### Exercise set
1. What is the Spanish translation of this sentence from the Tancredo passage: "Despite his promise to serve only three terms in Congress, he decided to run for a fourth term and won re-election."?
2. According to the Tancredo passage, with whom did Tancredo say he got into a "screaming match"?
3. Edit the Tancredo passage: rewrite it from "After Dan Schaefer" up to and including "and won re-election.", with "narrowly" changed to "barely".

### Exercise passage
[Start of Attachment]
After Dan Schaefer decided not to run for a seventh full term in the 6th Congressional District in 1998, Tancredo narrowly won the five-way Republican primary, and the election in November. He was only the second person to represent the 6th District since its creation in 1983 (former astronaut Jack Swigert was elected as the district's first congressman in 1982, but died before taking office). Despite his promise to serve only three terms in Congress, he decided to run for a fourth term and won re-election.

===Conflict with party leadership===
Tancredo's outspoken advocacy for immigration reform, and particularly his criticism of President George W. Bush's border security controls, reportedly made him persona non grata in the Bush White House. According to Tancredo, he and Bush's political adviser, Karl Rove, got into a "screaming match" after Tancredo claimed that "if the nation suffered another attack at the hands of terrorists able to skirt immigration laws, the blood of the people killed" would be on Bush's and Congress' hands. Rove responded by calling Tancredo "a traitor to the party" and "a traitor to the president," and warned him to never "darken the doorstep of the White House."
[End of Attachment]
### Given information
[Start of Attachment]
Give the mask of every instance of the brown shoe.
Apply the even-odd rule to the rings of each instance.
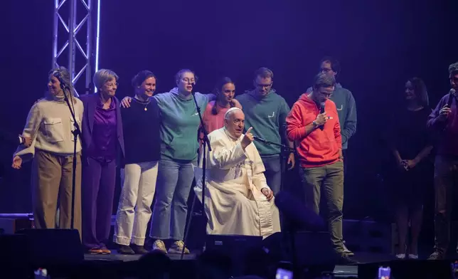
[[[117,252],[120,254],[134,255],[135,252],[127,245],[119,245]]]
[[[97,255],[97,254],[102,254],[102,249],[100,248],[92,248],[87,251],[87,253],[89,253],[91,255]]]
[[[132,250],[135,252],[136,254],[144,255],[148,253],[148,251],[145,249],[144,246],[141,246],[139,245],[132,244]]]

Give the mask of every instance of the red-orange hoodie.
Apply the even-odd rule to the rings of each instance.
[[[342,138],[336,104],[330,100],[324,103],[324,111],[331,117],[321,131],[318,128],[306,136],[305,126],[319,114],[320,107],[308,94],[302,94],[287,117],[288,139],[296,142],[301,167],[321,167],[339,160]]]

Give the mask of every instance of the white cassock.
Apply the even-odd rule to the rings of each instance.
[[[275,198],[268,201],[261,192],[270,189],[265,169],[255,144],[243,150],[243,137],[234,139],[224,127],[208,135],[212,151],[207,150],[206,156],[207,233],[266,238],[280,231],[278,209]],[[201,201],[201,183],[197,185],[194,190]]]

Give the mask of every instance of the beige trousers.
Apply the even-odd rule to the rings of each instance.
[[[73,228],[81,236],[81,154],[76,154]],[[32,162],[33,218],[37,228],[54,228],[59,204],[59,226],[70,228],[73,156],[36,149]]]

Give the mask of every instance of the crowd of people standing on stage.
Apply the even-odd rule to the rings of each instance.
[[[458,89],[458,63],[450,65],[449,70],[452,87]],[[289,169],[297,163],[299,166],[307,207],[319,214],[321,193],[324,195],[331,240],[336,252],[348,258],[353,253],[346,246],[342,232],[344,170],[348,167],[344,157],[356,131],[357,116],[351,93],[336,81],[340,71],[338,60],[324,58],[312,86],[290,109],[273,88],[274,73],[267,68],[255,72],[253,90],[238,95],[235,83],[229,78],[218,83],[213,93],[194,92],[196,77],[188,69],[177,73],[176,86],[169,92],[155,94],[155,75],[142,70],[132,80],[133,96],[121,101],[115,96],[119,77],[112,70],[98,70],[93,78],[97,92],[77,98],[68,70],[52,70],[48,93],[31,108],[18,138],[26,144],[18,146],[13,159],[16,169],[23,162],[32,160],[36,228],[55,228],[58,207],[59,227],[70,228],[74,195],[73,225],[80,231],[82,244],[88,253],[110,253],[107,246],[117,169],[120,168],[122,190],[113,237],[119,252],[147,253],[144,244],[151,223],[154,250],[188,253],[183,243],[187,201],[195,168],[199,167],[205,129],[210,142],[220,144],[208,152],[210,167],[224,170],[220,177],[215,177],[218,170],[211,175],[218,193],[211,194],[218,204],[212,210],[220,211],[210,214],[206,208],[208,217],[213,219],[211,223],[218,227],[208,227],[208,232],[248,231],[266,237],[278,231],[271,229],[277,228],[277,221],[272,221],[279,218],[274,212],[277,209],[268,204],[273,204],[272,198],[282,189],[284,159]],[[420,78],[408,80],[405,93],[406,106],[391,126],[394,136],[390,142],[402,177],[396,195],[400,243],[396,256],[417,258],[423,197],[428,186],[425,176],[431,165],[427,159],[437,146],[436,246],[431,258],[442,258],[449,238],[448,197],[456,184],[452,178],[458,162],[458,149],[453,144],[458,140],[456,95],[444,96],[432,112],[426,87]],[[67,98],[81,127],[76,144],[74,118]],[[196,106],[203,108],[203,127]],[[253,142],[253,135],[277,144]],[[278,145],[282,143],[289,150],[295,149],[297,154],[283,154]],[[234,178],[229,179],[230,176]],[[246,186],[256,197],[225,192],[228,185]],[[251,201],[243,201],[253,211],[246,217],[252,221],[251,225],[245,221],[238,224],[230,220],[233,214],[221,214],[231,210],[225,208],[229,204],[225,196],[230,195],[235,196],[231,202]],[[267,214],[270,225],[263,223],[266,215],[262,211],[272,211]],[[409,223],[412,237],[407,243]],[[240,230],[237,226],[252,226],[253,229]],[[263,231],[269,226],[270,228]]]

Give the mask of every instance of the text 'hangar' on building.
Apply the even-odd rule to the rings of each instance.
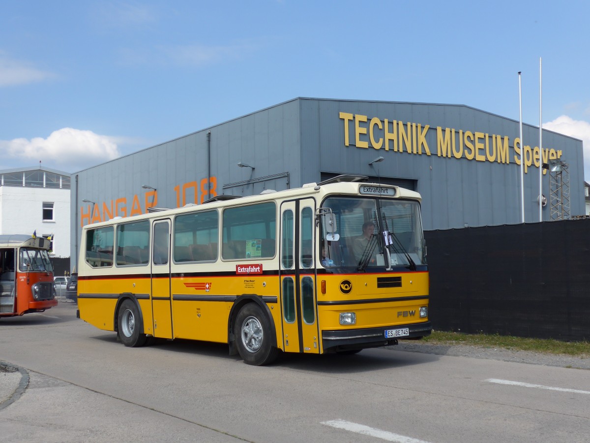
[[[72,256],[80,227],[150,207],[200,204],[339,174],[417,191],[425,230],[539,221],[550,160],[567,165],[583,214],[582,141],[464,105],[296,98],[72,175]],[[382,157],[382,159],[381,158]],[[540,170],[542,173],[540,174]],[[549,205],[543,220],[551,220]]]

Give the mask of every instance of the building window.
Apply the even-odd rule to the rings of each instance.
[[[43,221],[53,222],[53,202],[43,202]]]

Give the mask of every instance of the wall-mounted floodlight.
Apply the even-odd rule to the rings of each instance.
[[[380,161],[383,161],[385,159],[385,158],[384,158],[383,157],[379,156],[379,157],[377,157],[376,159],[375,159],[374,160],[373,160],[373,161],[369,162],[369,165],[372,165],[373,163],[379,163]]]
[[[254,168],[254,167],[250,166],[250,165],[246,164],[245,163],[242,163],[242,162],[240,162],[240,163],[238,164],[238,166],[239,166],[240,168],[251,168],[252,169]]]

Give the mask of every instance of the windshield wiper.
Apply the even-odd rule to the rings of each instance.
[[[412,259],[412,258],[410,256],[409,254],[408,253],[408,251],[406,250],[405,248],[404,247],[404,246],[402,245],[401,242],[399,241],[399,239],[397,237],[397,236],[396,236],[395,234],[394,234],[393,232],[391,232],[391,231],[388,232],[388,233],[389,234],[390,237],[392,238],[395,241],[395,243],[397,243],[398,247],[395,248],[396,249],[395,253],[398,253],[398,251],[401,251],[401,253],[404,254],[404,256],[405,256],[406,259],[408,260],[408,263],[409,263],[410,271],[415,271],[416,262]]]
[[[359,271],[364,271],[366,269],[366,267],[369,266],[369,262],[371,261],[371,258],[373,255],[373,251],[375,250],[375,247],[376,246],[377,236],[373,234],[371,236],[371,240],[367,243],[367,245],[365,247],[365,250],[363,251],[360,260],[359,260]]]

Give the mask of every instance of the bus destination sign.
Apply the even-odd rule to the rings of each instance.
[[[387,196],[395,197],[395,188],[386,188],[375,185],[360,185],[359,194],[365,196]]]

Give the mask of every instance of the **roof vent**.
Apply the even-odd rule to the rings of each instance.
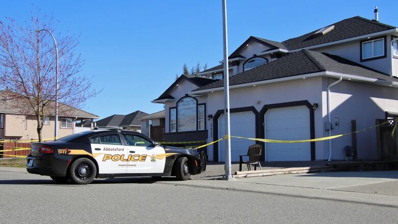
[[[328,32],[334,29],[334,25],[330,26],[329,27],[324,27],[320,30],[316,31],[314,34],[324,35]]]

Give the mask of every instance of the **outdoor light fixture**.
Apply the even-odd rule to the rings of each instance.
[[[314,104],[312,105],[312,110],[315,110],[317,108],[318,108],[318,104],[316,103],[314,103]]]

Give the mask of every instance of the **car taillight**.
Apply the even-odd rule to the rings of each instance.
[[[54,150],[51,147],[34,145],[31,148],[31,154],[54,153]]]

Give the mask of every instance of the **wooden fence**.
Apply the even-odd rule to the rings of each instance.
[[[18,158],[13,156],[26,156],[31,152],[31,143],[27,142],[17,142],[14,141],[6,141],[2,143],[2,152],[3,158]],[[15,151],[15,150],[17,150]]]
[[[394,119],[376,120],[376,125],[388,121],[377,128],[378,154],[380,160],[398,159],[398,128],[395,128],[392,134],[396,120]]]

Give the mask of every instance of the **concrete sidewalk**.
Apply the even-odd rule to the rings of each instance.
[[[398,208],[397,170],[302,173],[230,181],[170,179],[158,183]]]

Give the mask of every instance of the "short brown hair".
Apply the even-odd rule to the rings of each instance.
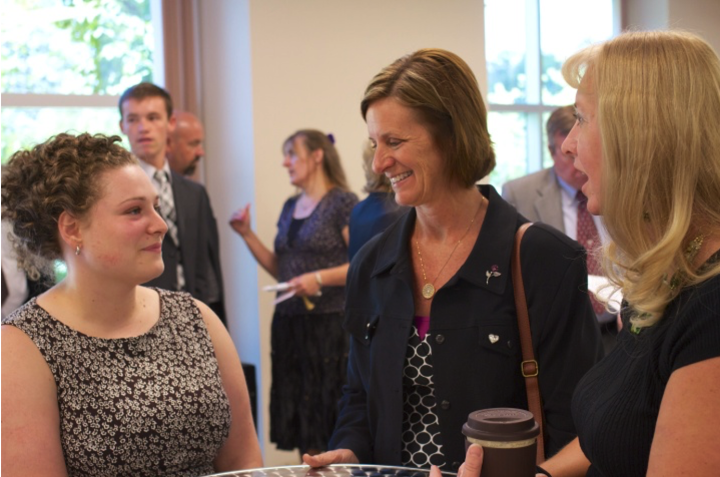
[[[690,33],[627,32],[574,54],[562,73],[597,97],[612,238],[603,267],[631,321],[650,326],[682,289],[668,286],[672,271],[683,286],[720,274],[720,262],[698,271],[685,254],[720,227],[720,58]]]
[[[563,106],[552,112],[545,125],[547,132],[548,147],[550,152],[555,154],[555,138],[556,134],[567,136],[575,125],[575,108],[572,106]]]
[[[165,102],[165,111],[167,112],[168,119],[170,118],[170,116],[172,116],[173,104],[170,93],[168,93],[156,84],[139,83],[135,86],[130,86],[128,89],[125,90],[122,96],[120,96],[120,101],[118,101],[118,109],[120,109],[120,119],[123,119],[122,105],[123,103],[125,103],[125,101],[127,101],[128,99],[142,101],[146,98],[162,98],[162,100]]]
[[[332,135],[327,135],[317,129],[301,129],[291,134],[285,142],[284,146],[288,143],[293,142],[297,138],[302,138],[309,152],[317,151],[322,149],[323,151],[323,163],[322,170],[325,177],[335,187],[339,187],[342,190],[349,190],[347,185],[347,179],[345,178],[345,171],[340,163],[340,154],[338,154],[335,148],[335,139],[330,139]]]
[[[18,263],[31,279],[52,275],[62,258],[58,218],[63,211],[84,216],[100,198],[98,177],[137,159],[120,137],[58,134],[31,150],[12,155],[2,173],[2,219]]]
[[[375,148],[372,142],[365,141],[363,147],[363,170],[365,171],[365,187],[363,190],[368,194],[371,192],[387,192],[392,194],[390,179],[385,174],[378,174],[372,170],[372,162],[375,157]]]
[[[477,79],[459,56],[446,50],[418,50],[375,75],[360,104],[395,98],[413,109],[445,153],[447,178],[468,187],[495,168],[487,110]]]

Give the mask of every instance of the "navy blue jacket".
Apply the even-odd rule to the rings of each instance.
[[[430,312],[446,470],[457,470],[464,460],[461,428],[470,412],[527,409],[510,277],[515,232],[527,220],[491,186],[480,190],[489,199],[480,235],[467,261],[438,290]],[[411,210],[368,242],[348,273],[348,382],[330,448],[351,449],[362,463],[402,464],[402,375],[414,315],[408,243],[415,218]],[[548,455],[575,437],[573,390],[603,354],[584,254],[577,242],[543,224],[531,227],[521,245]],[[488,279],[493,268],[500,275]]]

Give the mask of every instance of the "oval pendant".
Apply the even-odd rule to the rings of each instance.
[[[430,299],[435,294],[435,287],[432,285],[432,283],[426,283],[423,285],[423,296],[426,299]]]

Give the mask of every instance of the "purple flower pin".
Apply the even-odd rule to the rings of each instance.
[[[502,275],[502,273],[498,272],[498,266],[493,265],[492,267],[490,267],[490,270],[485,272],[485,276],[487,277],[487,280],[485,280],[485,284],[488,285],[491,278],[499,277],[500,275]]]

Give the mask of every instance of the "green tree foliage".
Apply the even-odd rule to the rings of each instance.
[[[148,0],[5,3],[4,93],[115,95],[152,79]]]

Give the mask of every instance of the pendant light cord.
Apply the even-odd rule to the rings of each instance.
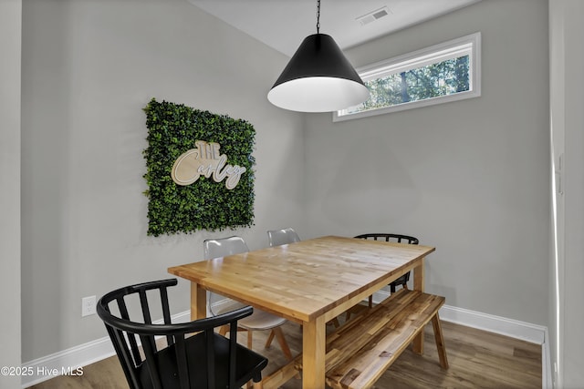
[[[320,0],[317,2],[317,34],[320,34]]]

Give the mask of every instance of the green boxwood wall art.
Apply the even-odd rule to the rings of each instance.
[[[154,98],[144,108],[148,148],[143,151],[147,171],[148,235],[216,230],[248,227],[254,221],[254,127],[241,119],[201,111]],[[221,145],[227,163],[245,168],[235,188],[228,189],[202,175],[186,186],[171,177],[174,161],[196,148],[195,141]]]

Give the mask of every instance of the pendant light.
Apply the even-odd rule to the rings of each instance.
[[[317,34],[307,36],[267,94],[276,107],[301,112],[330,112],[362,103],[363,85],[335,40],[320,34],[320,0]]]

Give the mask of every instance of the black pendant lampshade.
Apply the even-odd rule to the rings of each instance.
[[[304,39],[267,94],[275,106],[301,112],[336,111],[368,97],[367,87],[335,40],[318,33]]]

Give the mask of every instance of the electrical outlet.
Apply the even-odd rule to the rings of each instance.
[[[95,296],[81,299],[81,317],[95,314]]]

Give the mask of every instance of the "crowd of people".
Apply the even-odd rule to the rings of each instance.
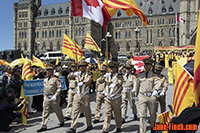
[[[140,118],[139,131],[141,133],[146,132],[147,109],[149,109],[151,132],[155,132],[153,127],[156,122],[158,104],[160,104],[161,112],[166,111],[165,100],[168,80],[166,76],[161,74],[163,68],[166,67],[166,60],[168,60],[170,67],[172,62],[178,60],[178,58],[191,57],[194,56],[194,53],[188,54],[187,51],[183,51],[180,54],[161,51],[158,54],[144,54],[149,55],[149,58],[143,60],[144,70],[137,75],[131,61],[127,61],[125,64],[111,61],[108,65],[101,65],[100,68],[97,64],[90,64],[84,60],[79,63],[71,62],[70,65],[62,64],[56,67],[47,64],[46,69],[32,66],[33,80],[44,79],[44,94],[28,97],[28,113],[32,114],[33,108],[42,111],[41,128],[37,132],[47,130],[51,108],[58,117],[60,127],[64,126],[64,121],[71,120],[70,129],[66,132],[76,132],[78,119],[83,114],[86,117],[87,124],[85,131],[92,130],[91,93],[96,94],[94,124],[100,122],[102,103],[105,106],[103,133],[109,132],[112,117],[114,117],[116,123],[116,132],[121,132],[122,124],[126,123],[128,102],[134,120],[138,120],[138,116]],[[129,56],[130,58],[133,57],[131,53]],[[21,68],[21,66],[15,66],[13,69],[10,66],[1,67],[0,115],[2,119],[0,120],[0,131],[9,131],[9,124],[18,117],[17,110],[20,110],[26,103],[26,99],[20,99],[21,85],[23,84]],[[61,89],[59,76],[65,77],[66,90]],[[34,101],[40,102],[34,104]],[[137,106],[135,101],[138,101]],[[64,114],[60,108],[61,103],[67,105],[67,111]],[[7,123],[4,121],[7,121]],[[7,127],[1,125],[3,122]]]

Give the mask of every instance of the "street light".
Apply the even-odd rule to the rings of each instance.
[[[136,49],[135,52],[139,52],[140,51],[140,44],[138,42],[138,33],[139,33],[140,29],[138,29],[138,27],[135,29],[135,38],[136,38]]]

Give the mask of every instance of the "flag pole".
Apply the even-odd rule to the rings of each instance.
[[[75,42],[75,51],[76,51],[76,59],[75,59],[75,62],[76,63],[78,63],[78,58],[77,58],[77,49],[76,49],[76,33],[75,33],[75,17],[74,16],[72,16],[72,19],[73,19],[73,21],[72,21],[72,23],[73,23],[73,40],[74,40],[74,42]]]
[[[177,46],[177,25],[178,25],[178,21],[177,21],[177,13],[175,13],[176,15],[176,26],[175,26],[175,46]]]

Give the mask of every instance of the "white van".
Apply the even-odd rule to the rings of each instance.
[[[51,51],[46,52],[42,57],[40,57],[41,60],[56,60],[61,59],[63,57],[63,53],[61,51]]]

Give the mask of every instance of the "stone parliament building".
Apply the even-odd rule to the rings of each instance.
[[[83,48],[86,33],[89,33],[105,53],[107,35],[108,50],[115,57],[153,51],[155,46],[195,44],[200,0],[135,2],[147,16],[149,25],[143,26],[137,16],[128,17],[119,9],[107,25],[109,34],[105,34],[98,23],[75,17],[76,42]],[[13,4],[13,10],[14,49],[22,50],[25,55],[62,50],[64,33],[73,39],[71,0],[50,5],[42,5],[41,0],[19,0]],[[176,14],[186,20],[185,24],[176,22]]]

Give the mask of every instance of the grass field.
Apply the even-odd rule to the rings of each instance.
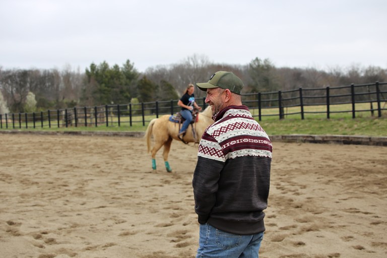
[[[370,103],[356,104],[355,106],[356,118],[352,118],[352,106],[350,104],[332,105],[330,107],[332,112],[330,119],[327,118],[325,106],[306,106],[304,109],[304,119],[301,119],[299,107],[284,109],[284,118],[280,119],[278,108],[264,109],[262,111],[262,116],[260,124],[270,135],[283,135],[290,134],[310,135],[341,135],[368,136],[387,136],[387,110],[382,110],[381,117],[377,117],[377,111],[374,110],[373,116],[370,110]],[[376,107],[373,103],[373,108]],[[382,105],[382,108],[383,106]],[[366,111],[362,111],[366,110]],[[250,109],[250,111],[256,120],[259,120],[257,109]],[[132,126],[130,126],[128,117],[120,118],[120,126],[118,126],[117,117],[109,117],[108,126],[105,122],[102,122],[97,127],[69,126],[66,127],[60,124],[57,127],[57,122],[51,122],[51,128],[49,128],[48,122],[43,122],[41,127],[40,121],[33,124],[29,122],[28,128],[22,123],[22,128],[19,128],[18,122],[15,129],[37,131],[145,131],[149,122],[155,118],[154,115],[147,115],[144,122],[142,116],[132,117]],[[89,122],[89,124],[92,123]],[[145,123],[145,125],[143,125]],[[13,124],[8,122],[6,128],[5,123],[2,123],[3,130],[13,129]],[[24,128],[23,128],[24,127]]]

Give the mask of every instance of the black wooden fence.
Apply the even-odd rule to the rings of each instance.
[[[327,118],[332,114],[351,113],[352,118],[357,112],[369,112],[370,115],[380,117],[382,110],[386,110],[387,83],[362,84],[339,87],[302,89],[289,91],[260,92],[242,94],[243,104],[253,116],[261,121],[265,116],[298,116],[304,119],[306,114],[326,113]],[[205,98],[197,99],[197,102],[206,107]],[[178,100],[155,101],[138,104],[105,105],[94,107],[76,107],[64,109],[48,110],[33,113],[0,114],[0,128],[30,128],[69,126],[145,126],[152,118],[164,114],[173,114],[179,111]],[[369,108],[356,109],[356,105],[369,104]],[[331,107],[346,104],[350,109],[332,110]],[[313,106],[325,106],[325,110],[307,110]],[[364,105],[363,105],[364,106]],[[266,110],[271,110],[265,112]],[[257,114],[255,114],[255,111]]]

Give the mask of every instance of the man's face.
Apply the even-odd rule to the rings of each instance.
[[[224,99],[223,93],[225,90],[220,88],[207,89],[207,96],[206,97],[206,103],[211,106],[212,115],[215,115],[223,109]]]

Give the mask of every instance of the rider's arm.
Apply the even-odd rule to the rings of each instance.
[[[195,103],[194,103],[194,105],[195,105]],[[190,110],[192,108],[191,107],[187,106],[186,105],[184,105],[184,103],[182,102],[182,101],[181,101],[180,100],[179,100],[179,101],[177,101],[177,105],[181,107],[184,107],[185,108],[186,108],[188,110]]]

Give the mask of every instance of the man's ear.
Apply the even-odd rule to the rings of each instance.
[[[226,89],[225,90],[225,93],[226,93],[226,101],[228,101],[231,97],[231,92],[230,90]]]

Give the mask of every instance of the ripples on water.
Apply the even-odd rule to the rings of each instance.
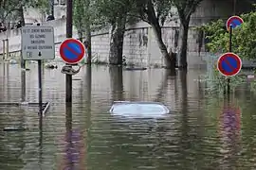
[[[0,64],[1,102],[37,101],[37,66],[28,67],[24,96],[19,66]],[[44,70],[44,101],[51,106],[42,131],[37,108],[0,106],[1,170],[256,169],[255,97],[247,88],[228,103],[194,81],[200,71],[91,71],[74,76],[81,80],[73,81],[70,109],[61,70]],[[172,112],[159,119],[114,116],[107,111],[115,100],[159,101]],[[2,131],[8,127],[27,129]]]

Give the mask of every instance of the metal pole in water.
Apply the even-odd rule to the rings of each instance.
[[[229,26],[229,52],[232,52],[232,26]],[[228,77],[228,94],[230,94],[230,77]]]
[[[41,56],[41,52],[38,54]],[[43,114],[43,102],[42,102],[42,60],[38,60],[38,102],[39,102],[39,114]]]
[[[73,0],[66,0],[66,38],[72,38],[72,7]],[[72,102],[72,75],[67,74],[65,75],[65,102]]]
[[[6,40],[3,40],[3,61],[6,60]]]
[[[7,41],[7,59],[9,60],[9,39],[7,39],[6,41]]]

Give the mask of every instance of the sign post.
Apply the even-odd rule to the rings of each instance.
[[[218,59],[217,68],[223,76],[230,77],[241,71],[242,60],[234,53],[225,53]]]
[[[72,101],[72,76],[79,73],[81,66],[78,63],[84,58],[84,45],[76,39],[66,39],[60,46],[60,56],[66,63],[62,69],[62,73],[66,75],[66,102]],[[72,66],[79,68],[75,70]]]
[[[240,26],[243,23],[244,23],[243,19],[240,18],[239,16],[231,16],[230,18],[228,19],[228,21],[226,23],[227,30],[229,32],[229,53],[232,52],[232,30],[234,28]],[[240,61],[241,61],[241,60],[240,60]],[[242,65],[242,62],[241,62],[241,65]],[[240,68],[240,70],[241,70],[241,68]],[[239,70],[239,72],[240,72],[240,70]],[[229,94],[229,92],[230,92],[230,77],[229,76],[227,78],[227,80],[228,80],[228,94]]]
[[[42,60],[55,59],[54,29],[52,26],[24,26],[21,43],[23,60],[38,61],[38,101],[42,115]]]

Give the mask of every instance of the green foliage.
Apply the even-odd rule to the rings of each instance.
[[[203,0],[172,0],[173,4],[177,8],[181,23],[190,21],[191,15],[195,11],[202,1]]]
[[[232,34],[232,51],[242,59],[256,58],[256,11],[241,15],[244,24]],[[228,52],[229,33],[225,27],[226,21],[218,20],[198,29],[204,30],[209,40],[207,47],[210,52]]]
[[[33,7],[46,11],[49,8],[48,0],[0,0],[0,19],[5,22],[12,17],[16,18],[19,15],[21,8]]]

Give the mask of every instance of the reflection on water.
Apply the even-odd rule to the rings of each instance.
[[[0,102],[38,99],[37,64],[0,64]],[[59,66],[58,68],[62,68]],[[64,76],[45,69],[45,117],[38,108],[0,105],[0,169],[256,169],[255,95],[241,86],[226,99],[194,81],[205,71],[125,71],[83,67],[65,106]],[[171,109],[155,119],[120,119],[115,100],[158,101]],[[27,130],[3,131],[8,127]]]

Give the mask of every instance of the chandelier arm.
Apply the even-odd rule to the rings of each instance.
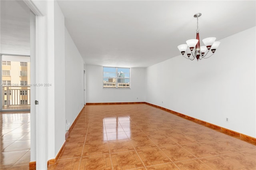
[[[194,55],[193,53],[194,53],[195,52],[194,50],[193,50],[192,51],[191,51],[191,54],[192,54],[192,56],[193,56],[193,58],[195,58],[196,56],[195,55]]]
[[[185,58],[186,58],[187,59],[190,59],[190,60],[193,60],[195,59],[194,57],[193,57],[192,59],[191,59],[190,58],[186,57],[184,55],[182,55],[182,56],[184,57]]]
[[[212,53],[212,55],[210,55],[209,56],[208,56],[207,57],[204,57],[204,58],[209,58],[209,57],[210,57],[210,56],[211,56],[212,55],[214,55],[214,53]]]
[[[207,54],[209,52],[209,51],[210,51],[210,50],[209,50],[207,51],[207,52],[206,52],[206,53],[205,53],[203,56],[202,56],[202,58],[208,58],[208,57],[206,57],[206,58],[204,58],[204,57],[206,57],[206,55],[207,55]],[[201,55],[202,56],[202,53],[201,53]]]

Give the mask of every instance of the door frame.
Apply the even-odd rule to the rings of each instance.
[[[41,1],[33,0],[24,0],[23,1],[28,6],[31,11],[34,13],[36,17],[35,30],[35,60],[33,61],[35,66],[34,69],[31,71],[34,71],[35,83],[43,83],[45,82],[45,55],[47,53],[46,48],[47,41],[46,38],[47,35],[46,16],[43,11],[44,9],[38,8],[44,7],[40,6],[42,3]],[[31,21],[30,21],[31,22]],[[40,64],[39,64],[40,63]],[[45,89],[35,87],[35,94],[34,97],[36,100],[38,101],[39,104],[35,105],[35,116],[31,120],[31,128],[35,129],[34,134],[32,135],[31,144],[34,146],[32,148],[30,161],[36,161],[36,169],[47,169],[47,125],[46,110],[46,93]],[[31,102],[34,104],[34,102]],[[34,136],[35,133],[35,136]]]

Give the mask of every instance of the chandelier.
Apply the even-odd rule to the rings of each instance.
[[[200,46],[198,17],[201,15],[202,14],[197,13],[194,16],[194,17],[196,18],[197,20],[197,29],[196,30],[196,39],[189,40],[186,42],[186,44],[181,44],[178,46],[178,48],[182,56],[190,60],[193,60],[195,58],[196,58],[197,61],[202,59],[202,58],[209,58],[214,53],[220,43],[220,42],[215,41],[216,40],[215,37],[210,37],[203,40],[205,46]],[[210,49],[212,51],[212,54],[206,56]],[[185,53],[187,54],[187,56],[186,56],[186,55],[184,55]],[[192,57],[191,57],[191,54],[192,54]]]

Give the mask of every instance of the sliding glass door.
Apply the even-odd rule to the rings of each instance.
[End of Attachment]
### List of answers
1. A pesar de su promesa de servir solo tres mandatos en el Congreso, decidió postularse para un cuarto mandato y ganó la reelección.

2. Karl Rove, Bush's political adviser.

3.
After Dan Schaefer decided not to run for a seventh full term in the 6th Congressional District in 1998, Tancredo barely won the five-way Republican primary, and the election in November. He was only the second person to represent the 6th District since its creation in 1983 (former astronaut Jack Swigert was elected as the district's first congressman in 1982, but died before taking office). Despite his promise to serve only three terms in Congress, he decided to run for a fourth term and won re-election.